+++ RECORDS TO USE

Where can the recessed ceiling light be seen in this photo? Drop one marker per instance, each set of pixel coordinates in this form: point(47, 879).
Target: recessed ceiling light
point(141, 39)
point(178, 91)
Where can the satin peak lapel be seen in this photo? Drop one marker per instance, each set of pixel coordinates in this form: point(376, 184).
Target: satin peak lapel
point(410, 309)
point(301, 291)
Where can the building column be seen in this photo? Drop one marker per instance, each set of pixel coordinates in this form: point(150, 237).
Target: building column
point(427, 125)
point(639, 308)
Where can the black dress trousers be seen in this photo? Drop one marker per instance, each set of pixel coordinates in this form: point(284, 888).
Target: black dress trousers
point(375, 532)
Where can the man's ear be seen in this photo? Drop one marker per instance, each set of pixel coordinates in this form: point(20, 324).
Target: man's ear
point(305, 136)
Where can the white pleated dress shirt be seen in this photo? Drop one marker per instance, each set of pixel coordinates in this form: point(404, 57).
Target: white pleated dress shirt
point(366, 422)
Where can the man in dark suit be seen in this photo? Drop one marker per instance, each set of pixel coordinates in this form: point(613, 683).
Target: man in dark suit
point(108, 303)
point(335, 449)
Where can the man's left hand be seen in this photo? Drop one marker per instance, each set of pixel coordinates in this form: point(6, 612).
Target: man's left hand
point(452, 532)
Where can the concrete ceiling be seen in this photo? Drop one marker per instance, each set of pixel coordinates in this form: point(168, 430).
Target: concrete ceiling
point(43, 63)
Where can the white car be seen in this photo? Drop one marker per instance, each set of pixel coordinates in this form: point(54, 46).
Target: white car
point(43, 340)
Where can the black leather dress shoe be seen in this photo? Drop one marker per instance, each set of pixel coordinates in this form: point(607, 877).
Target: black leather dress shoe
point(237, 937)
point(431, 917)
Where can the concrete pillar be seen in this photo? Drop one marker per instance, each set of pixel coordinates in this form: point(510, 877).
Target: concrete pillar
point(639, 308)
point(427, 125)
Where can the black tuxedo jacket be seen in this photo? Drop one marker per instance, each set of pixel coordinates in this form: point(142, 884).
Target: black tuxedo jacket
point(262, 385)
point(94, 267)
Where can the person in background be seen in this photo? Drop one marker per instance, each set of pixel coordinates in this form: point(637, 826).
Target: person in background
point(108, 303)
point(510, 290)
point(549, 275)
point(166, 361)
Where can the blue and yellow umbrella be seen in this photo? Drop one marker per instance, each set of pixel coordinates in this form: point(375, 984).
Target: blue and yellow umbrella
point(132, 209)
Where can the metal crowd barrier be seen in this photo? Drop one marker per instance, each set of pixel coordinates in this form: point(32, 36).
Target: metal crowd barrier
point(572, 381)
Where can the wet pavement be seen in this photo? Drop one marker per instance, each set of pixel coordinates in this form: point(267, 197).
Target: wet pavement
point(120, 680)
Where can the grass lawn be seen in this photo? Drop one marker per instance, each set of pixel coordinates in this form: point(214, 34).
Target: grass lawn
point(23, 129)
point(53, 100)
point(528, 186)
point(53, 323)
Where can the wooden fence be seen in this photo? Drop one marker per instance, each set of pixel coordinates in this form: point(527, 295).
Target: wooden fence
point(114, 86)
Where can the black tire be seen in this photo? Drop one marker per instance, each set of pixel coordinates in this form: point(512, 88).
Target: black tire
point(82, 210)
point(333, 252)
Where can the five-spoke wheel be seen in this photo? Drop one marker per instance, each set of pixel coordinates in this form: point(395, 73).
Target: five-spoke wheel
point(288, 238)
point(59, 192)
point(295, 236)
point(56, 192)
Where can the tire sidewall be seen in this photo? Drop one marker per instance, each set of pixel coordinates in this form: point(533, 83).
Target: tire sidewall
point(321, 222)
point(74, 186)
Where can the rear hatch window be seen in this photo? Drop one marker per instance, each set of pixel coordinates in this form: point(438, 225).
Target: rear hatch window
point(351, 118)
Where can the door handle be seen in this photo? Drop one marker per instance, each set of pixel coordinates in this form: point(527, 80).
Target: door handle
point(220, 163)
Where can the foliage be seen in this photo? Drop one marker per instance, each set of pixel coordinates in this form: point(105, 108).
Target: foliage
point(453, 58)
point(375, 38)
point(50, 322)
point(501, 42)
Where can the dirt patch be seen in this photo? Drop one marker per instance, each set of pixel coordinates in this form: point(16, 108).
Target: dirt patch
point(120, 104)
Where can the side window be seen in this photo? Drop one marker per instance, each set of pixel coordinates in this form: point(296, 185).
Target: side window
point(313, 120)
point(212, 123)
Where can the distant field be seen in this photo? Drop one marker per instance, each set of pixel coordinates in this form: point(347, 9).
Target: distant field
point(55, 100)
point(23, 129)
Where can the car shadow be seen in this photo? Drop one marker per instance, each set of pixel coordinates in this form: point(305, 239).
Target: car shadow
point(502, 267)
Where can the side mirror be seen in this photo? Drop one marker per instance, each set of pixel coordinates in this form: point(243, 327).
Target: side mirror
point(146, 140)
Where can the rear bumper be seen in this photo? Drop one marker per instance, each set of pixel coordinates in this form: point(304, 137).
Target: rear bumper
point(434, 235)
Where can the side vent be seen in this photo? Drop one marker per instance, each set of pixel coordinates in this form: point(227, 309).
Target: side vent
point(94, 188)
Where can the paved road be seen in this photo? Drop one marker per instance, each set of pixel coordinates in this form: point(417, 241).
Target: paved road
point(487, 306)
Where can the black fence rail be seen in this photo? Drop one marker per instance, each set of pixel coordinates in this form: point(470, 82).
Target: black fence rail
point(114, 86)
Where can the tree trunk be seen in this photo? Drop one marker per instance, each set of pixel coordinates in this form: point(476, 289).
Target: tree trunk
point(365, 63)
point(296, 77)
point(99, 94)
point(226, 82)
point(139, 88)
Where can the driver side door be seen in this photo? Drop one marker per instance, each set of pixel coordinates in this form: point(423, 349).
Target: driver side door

++++++

WHAT YOU ARE ASKED TO DO: Print out every record again, exactly and in full.

SOLUTION TO THIS TASK:
Where can the recessed ceiling light be seen in this photo? Drop one marker per instance, each set of pixel coordinates in this form: point(47, 879).
Target: recessed ceiling light
point(141, 39)
point(178, 91)
Where can the satin peak lapel be seen in this photo? Drop one marker per instance, each set of pixel coordinates in this form: point(376, 184).
Target: satin peak lapel
point(410, 309)
point(301, 291)
Where can the building column be seen in this photo? Drop one marker per instance, each set of pixel coordinates in this form: point(150, 237).
Target: building column
point(427, 125)
point(639, 308)
Where can the black dress trousers be seen in this photo? Drop one marker per instance, each set of pixel coordinates in this form: point(284, 888).
Target: black dress trousers
point(375, 532)
Where can the man's ear be seen in this photo? Drop one marker per instance, each set of pixel coordinates in this form: point(20, 324).
Target: man's ear
point(305, 136)
Where can the white pleated dress shirt be seen in this photo? Drop one marker per instance, each set of pixel coordinates in this form: point(404, 57).
Target: white pleated dress shirt
point(366, 422)
Where can the man in dark suit be seen in this photo? Drop one marker per instance, each set of pixel coordinates in this form: point(613, 683).
Target: man in dark suit
point(108, 303)
point(335, 449)
Where can the man's left hand be seen in this photo? Drop one marker per instance, each set of pixel coordinates in this form: point(6, 612).
Target: man's left hand
point(452, 532)
Where can the concrete ceiling be seen in this photo? Drop one marker per instance, each set of pixel coordinates in this form: point(168, 430).
Target: concrete ceiling
point(43, 63)
Where can the white car be seen in this photo? Drop one marker per instance, each set of pixel coordinates in this form: point(54, 46).
Target: white car
point(43, 340)
Where can the black leather dress shoe be seen in this photo? Drop one marker per instance, each set of pixel coordinates in this form: point(607, 877).
Target: black leather dress shoe
point(237, 937)
point(431, 917)
Where can the concrete pillar be seen in this photo? Drop one marker per instance, each set of pixel coordinates in this form: point(510, 877).
Target: concrete pillar
point(639, 308)
point(427, 125)
Where can the black tuxedo jacket be seen in this photo? Drop one marker per instance, each set of pixel coordinates in this form: point(142, 884).
Target: black tuxedo jacket
point(262, 385)
point(94, 267)
Where can the person in background be seen in this photo? Drop one marker per instance, each set of pixel coordinates in this form: point(637, 826).
Target: person in background
point(108, 303)
point(510, 290)
point(549, 275)
point(166, 361)
Where can the blue and yellow umbrella be seen in this photo? Drop one marker per instance, each set of pixel coordinates in this form: point(375, 984).
Target: blue and yellow umbrella
point(132, 209)
Where can the metal crowd barrier be seen in this photo? Drop one marker per instance, each set of pixel coordinates in this form: point(32, 36).
Target: metal crowd barrier
point(572, 381)
Where can the wet pavement be seen in this photo? Drop one marker per instance, each set of pixel coordinates in this form: point(267, 197).
Target: wet pavement
point(120, 680)
Where can the grass lawn be seen in this photo? Drop one marker per instance, each set of pixel coordinates in this form: point(214, 34).
Target: grass lawn
point(23, 129)
point(53, 100)
point(528, 186)
point(53, 323)
Where can the wooden fence be seen in this photo? Drop one marker per instance, each set of pixel coordinates in this form: point(527, 295).
Target: wooden fence
point(114, 86)
Where can the black tire be seen in this photo? Drop one marker per instance, each set of pixel coordinates in this form: point(512, 88).
Target: black tire
point(82, 210)
point(333, 252)
Where can the five-spoke wheel be seen in this photo? Drop one marker per instance, each set of pixel coordinates in this form: point(395, 73).
Target: five-spoke wheel
point(288, 238)
point(59, 192)
point(295, 236)
point(56, 192)
Where can the tire sidewall be seen in this photo? Drop one marker per instance, each set of pixel coordinates in this form: point(533, 83).
Target: tire sidewall
point(321, 222)
point(74, 186)
Where can the rear hatch window be seen in this photo? Drop one marker per instance, each set of pixel coordinates in this form: point(438, 225).
Target: rear hatch window
point(351, 118)
Where can the door handle be seen in this photo? Drop one marker per instance, each set of pixel coordinates in this form: point(527, 80).
Target: door handle
point(220, 163)
Where can the foliage be seen in this photo? Drop one marker per instance, each set of pixel coordinates in this form: point(105, 108).
Target: foliage
point(453, 58)
point(375, 38)
point(50, 322)
point(501, 42)
Where can the dirt patch be seen in this photo? Drop one marker per instance, each set of pixel coordinates in this form: point(16, 108).
Target: dirt patch
point(120, 104)
Where can the side window be seen in this photo? Drop one marker per instance, each set of pixel coordinates in this form: point(296, 185).
Target: side window
point(313, 120)
point(212, 123)
Where can the distant field be seen in this photo? Drop one marker per instance, each set of pixel coordinates in this form: point(347, 9).
Target: distant field
point(55, 100)
point(23, 129)
Where can the car shadow be seen in this photo? Drop one marker per instance, each set of pixel coordinates in this form: point(305, 239).
Target: car shadow
point(502, 267)
Where can the side mirror be seen in this photo? Drop one marker per instance, each set of pixel coordinates in this form: point(243, 327).
Target: side mirror
point(146, 140)
Where can the rear bumper be seen in this photo? Drop one marker per instance, each set of pixel coordinates in this form: point(304, 137).
Target: rear bumper
point(434, 235)
Where can the side vent be seen in this photo? Drop one marker per instance, each set of pixel coordinates in this form: point(227, 309).
Target: side vent
point(94, 188)
Where can the paved road be seen in this photo? Drop one marker per instance, each set of pixel coordinates in this form: point(417, 241).
Target: paved road
point(487, 306)
Where can the black fence rail be seen in this photo? Drop one marker per instance, each set of pixel coordinates in this form: point(470, 82).
Target: black fence rail
point(114, 86)
Where can the tree trunk be seen in this photo? Drop one marker per instance, each set of pixel coordinates in this form: point(476, 289).
Target: tree trunk
point(365, 63)
point(296, 77)
point(99, 94)
point(226, 82)
point(139, 88)
Where can the driver side door be seen in this photo? Drop one marker per instance, each set of pixel coordinates in this form: point(423, 349).
Target: driver side door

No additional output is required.